Extract to read:
================
Interview with Giorgia Aiello, now in residency at Dicen-IdF

“This French translation of my work means a lot to me. It will allow me to engage with an entirely new academic audience at the crossroads of sociology and semiotics and will surely make me reflect on my work in novel ways.”

In this interview that the researcher Giorgia Aiello, currently in residence at the Dicen-Idf, granted to the Culture Media Lab, she confides her expectations regarding this privileged moment of research but also gives some hints about her future work.

The residency that you will begin this year at the Dicen-IdF will allow a French audience, in addition to the publication of your book, to meet your work. Before talking about your work and future research issues, could you tell us a few words about yourself?

I currently hold a double appointment as Professor of Culture and Communication at the University of Leeds (UK) and Associate Professor of Sociology of Culture and Communication at the University of Bologna (Italy). After studying Communication Studies at the University of Bologna in the degree programme founded by Umberto Eco, I moved to the United States to pursue my PhD in Communication. I was offered a full doctoral scholarship by the University of Washington in Seattle, where I had spent a year previously as an exchange student. I loved Seattle and the West Coast, and having an opportunity to do my PhD there was life-changing. I was fortunate to have great research and teaching mentors throughout my PhD, and at the time the US academic environment was very dynamic and open. After completing my PhD I worked as an assistant professor at Colorado State University for three semesters, right at the foot of the Rocky Mountains, and at the beginning of 2010 I moved to Leeds, where in 2020 I was promoted to a full professorship in the School of Media and Communication. Now I live in Bologna with my husband Chris, who is also a media and communication scholar, and our little daughter Irma. After spending almost 20 years living in the US and the UK, it is very strange but also quite amazing to be living and working in my hometown again.

In what research context, at what point in the history of image analysis of images is your book Communication, space, image?
================
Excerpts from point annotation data
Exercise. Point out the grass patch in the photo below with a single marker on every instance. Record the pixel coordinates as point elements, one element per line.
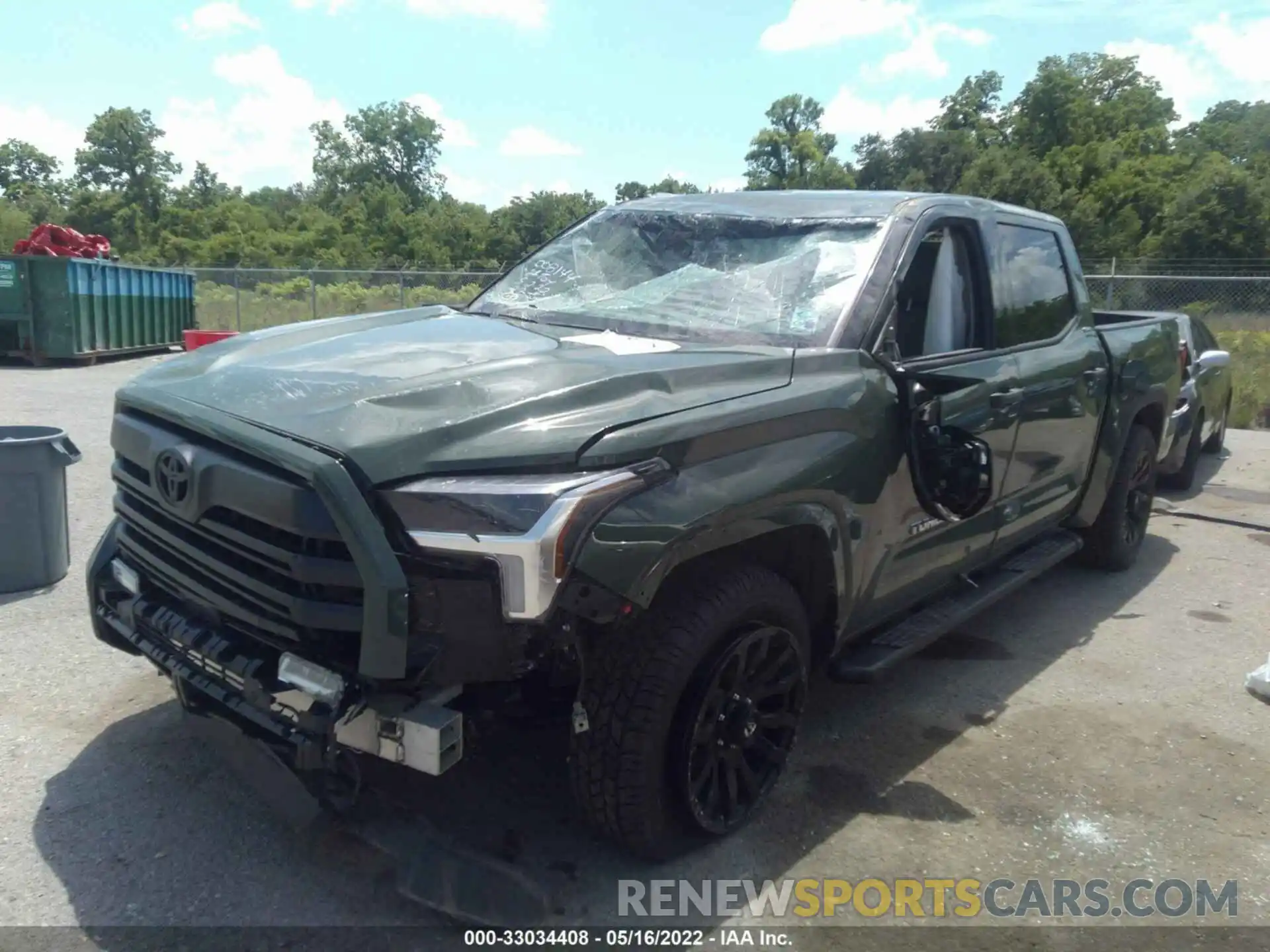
<point>294,301</point>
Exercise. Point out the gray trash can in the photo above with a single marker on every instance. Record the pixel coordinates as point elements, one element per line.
<point>34,535</point>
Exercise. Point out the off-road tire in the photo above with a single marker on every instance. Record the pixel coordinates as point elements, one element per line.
<point>636,688</point>
<point>1214,444</point>
<point>1185,477</point>
<point>1108,542</point>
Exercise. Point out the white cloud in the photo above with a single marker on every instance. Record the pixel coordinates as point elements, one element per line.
<point>1242,51</point>
<point>262,138</point>
<point>219,19</point>
<point>464,188</point>
<point>50,135</point>
<point>456,132</point>
<point>921,56</point>
<point>332,7</point>
<point>529,141</point>
<point>1222,60</point>
<point>529,15</point>
<point>850,116</point>
<point>812,23</point>
<point>1183,77</point>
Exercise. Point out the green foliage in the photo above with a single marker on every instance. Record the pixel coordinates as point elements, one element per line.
<point>630,190</point>
<point>23,168</point>
<point>389,143</point>
<point>267,305</point>
<point>793,151</point>
<point>122,155</point>
<point>1086,139</point>
<point>1249,343</point>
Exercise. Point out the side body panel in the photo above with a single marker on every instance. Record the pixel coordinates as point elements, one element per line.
<point>1064,391</point>
<point>1146,377</point>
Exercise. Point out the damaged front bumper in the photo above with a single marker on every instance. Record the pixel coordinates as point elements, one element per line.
<point>306,720</point>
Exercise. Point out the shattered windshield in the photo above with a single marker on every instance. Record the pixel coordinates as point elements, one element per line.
<point>698,276</point>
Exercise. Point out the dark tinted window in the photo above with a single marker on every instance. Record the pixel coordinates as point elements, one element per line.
<point>937,301</point>
<point>1040,298</point>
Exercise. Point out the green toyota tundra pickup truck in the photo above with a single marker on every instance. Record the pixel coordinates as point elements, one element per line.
<point>690,451</point>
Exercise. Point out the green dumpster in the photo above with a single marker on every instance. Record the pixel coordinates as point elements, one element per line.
<point>83,309</point>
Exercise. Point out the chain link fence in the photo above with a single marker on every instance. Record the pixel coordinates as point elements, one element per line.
<point>249,299</point>
<point>1236,309</point>
<point>1235,303</point>
<point>1238,302</point>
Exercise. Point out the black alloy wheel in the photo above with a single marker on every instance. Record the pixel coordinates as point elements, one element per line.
<point>742,727</point>
<point>1140,496</point>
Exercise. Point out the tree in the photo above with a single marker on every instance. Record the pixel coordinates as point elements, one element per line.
<point>1086,98</point>
<point>630,190</point>
<point>1240,131</point>
<point>793,151</point>
<point>23,167</point>
<point>122,154</point>
<point>526,223</point>
<point>974,108</point>
<point>205,190</point>
<point>916,160</point>
<point>1011,175</point>
<point>386,143</point>
<point>1222,212</point>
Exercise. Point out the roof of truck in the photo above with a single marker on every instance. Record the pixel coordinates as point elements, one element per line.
<point>814,204</point>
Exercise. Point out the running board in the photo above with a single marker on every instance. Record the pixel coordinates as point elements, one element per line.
<point>867,662</point>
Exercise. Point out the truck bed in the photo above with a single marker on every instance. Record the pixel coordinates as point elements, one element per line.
<point>1107,319</point>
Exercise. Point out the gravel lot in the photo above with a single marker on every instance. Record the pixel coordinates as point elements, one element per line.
<point>1090,727</point>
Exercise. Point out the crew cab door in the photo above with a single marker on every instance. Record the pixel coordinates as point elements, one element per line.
<point>952,387</point>
<point>1044,319</point>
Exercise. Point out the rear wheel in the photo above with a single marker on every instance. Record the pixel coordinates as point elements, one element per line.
<point>1115,537</point>
<point>1214,444</point>
<point>693,714</point>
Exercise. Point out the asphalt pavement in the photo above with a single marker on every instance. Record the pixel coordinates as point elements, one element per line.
<point>1089,727</point>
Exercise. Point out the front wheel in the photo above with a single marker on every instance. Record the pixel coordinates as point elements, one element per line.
<point>1115,537</point>
<point>693,714</point>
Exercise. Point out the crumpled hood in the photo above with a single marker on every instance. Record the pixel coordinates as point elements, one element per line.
<point>409,393</point>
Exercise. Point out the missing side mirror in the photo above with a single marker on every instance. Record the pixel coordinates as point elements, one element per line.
<point>952,469</point>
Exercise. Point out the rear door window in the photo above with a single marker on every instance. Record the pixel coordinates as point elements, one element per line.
<point>1040,301</point>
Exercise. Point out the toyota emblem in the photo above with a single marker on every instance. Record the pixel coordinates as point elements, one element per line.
<point>172,477</point>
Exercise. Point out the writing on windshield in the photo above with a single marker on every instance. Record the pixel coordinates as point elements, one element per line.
<point>701,274</point>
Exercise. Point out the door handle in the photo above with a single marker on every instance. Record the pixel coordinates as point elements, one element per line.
<point>1095,379</point>
<point>1006,399</point>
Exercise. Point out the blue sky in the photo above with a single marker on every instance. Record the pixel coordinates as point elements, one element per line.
<point>573,95</point>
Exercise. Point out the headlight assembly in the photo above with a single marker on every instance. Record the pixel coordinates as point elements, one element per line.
<point>530,526</point>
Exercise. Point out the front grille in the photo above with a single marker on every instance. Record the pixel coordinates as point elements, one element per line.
<point>253,545</point>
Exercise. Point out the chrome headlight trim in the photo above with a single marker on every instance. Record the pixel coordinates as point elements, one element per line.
<point>534,565</point>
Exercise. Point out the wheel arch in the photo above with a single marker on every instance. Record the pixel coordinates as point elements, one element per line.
<point>1150,411</point>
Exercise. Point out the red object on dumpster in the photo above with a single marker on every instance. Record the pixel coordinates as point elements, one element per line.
<point>59,241</point>
<point>196,339</point>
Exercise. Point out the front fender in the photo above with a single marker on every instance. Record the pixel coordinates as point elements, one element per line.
<point>723,503</point>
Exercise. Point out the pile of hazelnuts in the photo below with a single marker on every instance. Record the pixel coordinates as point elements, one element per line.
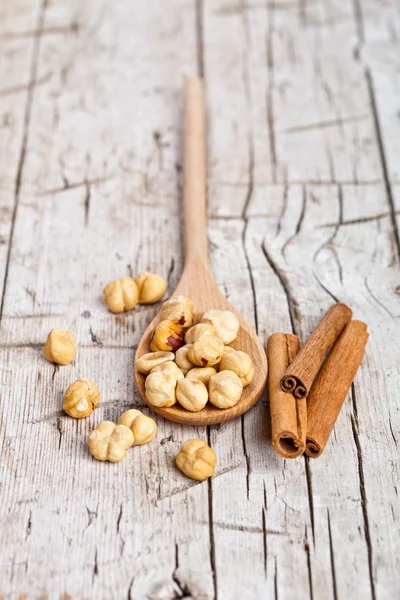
<point>193,364</point>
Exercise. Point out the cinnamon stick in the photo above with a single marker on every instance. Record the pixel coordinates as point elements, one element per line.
<point>288,415</point>
<point>301,373</point>
<point>332,384</point>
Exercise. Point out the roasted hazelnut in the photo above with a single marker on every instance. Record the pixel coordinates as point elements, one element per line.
<point>192,394</point>
<point>225,322</point>
<point>81,398</point>
<point>203,374</point>
<point>167,336</point>
<point>148,361</point>
<point>195,332</point>
<point>121,295</point>
<point>60,346</point>
<point>181,359</point>
<point>169,367</point>
<point>225,389</point>
<point>196,460</point>
<point>160,389</point>
<point>144,428</point>
<point>109,441</point>
<point>151,287</point>
<point>179,309</point>
<point>206,351</point>
<point>240,363</point>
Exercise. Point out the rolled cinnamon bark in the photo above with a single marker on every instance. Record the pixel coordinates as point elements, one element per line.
<point>288,415</point>
<point>301,373</point>
<point>332,384</point>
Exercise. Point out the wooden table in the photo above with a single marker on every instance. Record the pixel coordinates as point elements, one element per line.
<point>304,204</point>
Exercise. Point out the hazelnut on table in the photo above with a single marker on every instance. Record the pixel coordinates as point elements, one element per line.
<point>192,394</point>
<point>81,398</point>
<point>169,367</point>
<point>179,309</point>
<point>196,460</point>
<point>240,363</point>
<point>181,359</point>
<point>195,332</point>
<point>204,374</point>
<point>121,295</point>
<point>151,287</point>
<point>225,322</point>
<point>160,389</point>
<point>167,336</point>
<point>144,428</point>
<point>148,361</point>
<point>60,347</point>
<point>225,389</point>
<point>110,442</point>
<point>206,351</point>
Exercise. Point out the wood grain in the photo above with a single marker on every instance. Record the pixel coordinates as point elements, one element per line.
<point>303,203</point>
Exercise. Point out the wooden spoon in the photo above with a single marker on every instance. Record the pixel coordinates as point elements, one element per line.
<point>197,282</point>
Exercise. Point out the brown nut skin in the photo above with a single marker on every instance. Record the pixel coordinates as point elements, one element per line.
<point>225,322</point>
<point>148,361</point>
<point>179,309</point>
<point>167,336</point>
<point>192,394</point>
<point>240,363</point>
<point>195,332</point>
<point>206,351</point>
<point>202,373</point>
<point>151,287</point>
<point>144,428</point>
<point>160,389</point>
<point>121,295</point>
<point>181,359</point>
<point>60,347</point>
<point>81,398</point>
<point>169,367</point>
<point>196,460</point>
<point>109,441</point>
<point>225,389</point>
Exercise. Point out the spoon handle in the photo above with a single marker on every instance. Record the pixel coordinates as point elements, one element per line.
<point>194,172</point>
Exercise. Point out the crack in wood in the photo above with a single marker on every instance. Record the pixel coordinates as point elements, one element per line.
<point>23,148</point>
<point>363,493</point>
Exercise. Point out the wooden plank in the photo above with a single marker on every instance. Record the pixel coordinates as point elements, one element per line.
<point>18,81</point>
<point>99,199</point>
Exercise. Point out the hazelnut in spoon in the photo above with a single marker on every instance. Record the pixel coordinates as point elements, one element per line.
<point>197,282</point>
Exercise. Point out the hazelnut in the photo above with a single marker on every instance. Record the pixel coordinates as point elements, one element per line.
<point>179,309</point>
<point>151,287</point>
<point>181,359</point>
<point>144,428</point>
<point>203,374</point>
<point>225,322</point>
<point>60,347</point>
<point>109,441</point>
<point>81,398</point>
<point>225,389</point>
<point>206,351</point>
<point>192,394</point>
<point>197,331</point>
<point>167,336</point>
<point>160,389</point>
<point>121,295</point>
<point>148,361</point>
<point>169,367</point>
<point>240,363</point>
<point>196,460</point>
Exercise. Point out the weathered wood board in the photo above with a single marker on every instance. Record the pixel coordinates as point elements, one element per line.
<point>304,209</point>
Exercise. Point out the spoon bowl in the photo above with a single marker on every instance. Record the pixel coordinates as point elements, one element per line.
<point>205,294</point>
<point>197,282</point>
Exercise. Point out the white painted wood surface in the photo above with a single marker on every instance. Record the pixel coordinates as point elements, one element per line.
<point>304,204</point>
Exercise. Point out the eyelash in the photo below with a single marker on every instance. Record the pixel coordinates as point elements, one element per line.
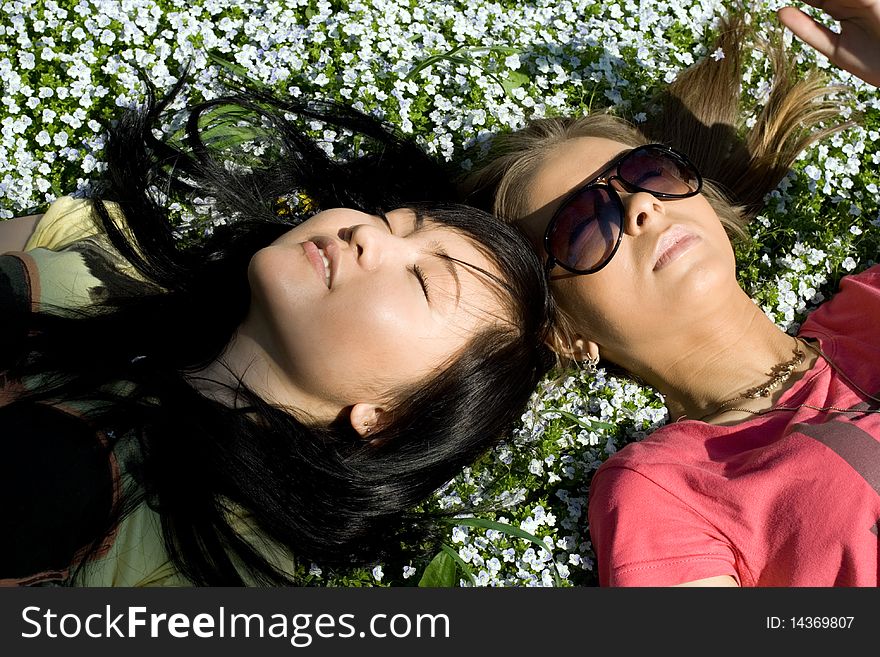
<point>419,273</point>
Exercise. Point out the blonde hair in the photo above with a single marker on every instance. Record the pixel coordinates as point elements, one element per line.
<point>700,114</point>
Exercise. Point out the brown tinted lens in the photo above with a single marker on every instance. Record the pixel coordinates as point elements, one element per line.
<point>586,230</point>
<point>659,171</point>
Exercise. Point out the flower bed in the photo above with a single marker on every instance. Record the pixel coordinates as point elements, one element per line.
<point>452,73</point>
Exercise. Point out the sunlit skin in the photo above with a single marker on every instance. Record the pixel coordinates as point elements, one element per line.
<point>342,349</point>
<point>685,326</point>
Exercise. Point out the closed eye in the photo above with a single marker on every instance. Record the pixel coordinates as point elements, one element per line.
<point>419,273</point>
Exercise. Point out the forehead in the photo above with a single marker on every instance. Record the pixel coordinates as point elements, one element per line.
<point>568,165</point>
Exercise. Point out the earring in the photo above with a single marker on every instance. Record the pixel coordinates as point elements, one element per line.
<point>591,363</point>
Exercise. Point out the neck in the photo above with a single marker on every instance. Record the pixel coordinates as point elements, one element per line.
<point>715,360</point>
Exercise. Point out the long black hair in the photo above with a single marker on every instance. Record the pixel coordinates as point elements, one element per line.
<point>321,492</point>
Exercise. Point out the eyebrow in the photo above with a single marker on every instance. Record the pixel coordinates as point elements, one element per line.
<point>436,249</point>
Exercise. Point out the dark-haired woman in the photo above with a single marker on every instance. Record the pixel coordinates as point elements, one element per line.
<point>229,408</point>
<point>768,473</point>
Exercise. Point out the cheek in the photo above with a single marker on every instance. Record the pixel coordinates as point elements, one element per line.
<point>593,306</point>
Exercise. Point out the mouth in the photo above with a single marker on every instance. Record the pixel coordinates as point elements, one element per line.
<point>321,263</point>
<point>673,243</point>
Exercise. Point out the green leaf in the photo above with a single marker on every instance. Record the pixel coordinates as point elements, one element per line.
<point>235,70</point>
<point>462,564</point>
<point>440,573</point>
<point>485,523</point>
<point>514,80</point>
<point>586,424</point>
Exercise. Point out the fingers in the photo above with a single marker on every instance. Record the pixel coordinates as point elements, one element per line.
<point>809,31</point>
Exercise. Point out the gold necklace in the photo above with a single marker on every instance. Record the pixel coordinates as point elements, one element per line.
<point>778,375</point>
<point>818,351</point>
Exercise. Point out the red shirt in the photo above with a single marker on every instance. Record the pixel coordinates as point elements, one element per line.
<point>783,499</point>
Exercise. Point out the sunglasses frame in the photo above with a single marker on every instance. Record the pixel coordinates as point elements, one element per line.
<point>614,195</point>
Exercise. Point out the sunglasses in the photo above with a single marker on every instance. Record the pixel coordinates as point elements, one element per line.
<point>587,228</point>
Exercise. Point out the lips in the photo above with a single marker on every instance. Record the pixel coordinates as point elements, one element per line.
<point>673,243</point>
<point>320,261</point>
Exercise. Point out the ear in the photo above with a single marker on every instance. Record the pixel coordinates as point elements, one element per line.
<point>367,419</point>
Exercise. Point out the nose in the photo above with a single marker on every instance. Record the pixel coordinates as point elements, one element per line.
<point>371,245</point>
<point>641,212</point>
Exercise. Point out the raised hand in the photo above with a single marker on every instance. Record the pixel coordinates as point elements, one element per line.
<point>857,47</point>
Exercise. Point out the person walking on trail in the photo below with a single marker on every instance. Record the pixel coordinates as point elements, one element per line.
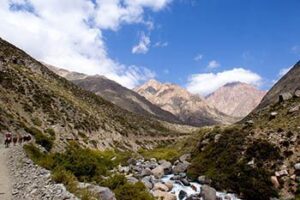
<point>8,138</point>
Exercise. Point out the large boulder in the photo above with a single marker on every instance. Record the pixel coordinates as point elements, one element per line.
<point>102,193</point>
<point>161,187</point>
<point>163,195</point>
<point>185,157</point>
<point>208,193</point>
<point>285,96</point>
<point>158,172</point>
<point>180,167</point>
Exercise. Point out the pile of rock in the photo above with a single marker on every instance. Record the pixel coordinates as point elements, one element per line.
<point>31,181</point>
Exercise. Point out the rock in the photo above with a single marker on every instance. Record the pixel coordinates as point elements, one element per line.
<point>281,173</point>
<point>297,93</point>
<point>158,172</point>
<point>170,185</point>
<point>185,157</point>
<point>217,138</point>
<point>180,167</point>
<point>131,179</point>
<point>208,193</point>
<point>161,187</point>
<point>182,194</point>
<point>294,109</point>
<point>146,172</point>
<point>203,180</point>
<point>147,182</point>
<point>297,166</point>
<point>285,96</point>
<point>164,195</point>
<point>131,161</point>
<point>275,181</point>
<point>167,166</point>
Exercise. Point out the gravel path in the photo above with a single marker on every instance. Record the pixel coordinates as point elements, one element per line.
<point>5,181</point>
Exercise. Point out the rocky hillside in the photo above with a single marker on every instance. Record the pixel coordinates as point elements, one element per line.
<point>257,158</point>
<point>37,101</point>
<point>191,109</point>
<point>236,99</point>
<point>116,93</point>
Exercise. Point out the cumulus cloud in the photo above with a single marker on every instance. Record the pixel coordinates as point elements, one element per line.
<point>213,64</point>
<point>69,33</point>
<point>161,44</point>
<point>198,57</point>
<point>143,46</point>
<point>206,83</point>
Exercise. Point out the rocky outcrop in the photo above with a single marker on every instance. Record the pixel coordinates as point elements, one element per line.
<point>31,181</point>
<point>236,99</point>
<point>189,108</point>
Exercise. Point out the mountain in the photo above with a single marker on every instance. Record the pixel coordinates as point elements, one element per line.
<point>116,93</point>
<point>189,108</point>
<point>37,101</point>
<point>236,99</point>
<point>258,157</point>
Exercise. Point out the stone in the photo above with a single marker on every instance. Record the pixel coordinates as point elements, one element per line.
<point>281,173</point>
<point>147,182</point>
<point>203,180</point>
<point>217,138</point>
<point>275,181</point>
<point>158,172</point>
<point>185,157</point>
<point>132,179</point>
<point>170,185</point>
<point>297,166</point>
<point>297,93</point>
<point>161,187</point>
<point>182,194</point>
<point>285,96</point>
<point>163,195</point>
<point>180,167</point>
<point>294,109</point>
<point>146,172</point>
<point>208,193</point>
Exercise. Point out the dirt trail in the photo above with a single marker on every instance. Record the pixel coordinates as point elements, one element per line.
<point>5,182</point>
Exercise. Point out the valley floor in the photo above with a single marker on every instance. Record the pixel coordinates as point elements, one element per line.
<point>5,181</point>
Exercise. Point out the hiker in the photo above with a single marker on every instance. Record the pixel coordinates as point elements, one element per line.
<point>7,139</point>
<point>20,139</point>
<point>15,140</point>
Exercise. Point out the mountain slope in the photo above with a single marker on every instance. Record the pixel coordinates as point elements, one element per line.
<point>191,109</point>
<point>258,158</point>
<point>36,100</point>
<point>236,99</point>
<point>117,94</point>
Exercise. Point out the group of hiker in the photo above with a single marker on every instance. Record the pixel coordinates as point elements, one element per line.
<point>10,138</point>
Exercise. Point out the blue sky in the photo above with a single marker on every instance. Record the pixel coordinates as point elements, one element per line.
<point>257,35</point>
<point>198,44</point>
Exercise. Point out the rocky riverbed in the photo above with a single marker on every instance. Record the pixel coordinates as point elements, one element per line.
<point>169,181</point>
<point>30,181</point>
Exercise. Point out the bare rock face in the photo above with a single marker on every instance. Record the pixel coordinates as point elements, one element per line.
<point>191,109</point>
<point>236,99</point>
<point>116,93</point>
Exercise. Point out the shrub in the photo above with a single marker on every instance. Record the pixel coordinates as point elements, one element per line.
<point>40,138</point>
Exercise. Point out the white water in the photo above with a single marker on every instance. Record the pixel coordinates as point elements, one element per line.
<point>190,191</point>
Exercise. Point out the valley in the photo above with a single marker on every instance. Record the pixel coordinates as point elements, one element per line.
<point>95,139</point>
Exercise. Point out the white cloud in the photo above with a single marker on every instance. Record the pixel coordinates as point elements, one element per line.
<point>207,83</point>
<point>68,33</point>
<point>198,57</point>
<point>213,64</point>
<point>283,71</point>
<point>161,44</point>
<point>143,46</point>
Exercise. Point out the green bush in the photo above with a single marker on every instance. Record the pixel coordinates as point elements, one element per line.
<point>40,138</point>
<point>135,191</point>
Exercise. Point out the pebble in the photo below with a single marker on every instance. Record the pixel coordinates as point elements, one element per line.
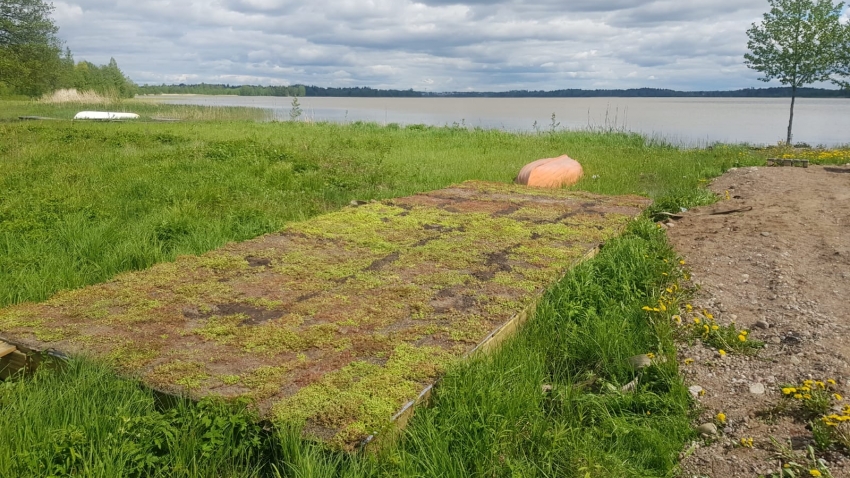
================
What to work on:
[1] Which university offered Giorgia Aiello a full doctoral scholarship, according to the interview?
[2] Write out the passage of the interview from "In this interview" up to and including "words about yourself?".

Correct answers:
[1] The University of Washington in Seattle.

[2]
In this interview that the researcher Giorgia Aiello, currently in residence at the Dicen-Idf, granted to the Culture Media Lab, she confides her expectations regarding this privileged moment of research but also gives some hints about her future work.

The residency that you will begin this year at the Dicen-IdF will allow a French audience, in addition to the publication of your book, to meet your work. Before talking about your work and future research issues, could you tell us a few words about yourself?